- **Instructions for the task**:
Express the records below as a Markdown table with the columns Row and Line. Start at the beginning of the records and go on through the line containing "pixel 21 456", giving each line its own numbered row, skipping blank lines and leaving the pictures out.

---------- Data shown

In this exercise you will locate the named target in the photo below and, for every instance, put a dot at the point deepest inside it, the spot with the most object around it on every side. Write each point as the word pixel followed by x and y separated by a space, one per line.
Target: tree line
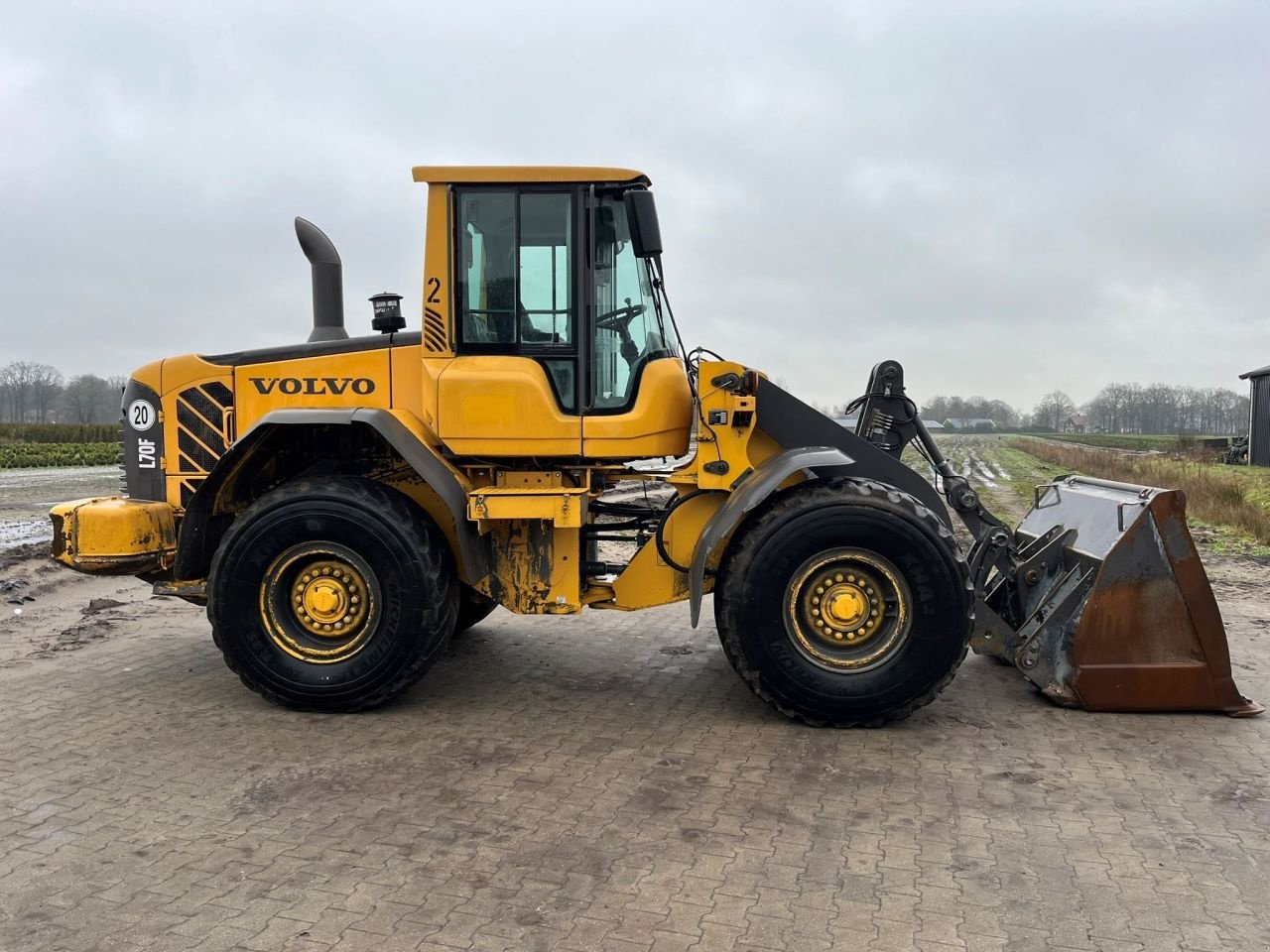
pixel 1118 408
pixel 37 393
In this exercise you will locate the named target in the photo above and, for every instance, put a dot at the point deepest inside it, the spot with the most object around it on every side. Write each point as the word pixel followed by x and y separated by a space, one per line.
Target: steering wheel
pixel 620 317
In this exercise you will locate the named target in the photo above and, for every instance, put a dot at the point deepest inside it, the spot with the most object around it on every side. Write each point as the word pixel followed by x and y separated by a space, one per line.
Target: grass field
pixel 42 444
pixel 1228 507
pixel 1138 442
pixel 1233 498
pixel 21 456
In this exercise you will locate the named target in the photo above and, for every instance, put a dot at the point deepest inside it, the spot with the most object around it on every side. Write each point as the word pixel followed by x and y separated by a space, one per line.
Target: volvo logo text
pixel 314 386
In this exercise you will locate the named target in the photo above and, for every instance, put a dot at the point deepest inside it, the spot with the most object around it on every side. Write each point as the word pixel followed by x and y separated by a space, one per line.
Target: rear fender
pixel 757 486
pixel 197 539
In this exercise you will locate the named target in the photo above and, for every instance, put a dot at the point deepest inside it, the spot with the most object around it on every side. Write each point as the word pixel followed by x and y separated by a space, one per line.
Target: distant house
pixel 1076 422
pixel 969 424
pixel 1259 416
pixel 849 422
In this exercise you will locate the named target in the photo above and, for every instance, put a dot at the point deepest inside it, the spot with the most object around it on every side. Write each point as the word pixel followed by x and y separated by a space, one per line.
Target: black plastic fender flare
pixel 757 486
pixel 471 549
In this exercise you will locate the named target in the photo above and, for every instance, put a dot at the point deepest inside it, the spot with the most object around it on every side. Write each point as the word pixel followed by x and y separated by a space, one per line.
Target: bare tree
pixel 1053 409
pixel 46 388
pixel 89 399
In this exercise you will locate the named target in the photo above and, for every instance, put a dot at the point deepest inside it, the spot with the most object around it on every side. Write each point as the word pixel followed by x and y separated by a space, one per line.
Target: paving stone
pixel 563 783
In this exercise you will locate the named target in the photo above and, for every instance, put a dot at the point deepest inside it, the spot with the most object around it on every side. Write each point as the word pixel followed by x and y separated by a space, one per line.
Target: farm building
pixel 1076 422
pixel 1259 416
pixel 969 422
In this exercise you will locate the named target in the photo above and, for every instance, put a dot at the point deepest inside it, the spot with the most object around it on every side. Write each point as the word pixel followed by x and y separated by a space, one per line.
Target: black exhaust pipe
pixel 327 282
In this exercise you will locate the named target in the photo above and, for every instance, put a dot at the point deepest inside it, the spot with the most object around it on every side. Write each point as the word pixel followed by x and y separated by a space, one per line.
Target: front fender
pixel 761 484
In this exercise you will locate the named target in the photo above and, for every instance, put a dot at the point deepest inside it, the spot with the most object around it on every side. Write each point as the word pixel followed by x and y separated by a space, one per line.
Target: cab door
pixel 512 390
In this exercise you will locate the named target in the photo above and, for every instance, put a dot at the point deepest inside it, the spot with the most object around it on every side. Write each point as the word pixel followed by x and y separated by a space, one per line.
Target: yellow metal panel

--------------------

- **Output**:
| Row | Line |
|---|---|
| 1 | In this exercise you will locate the named target in the photo below and, for every instance, put a dot at the point deepest inside it, the spot with the most object around it on every side. Write each point as the word pixel followed by x and y separated by a space, one per line. |
| 2 | Target: tree line |
| 3 | pixel 1118 408 |
| 4 | pixel 37 393 |
| 5 | In this exercise you will locate the named target in the photo above and, for every instance, put a dot at the point deepest inside it, the spot with the most object around it on every side. Write each point as the word pixel followed by x and y separated by a space, one per line. |
| 6 | Target: steering wheel |
| 7 | pixel 620 317 |
| 8 | In this exercise you will locate the named target in the photo above and, for every instance, put a dot at the point deepest inside it, the spot with the most object around it on every side. Write each point as the word pixel followed by x and y separated by a space, one per line. |
| 9 | Target: grass field |
| 10 | pixel 42 444 |
| 11 | pixel 1228 507 |
| 12 | pixel 1138 442 |
| 13 | pixel 1233 498 |
| 14 | pixel 21 456 |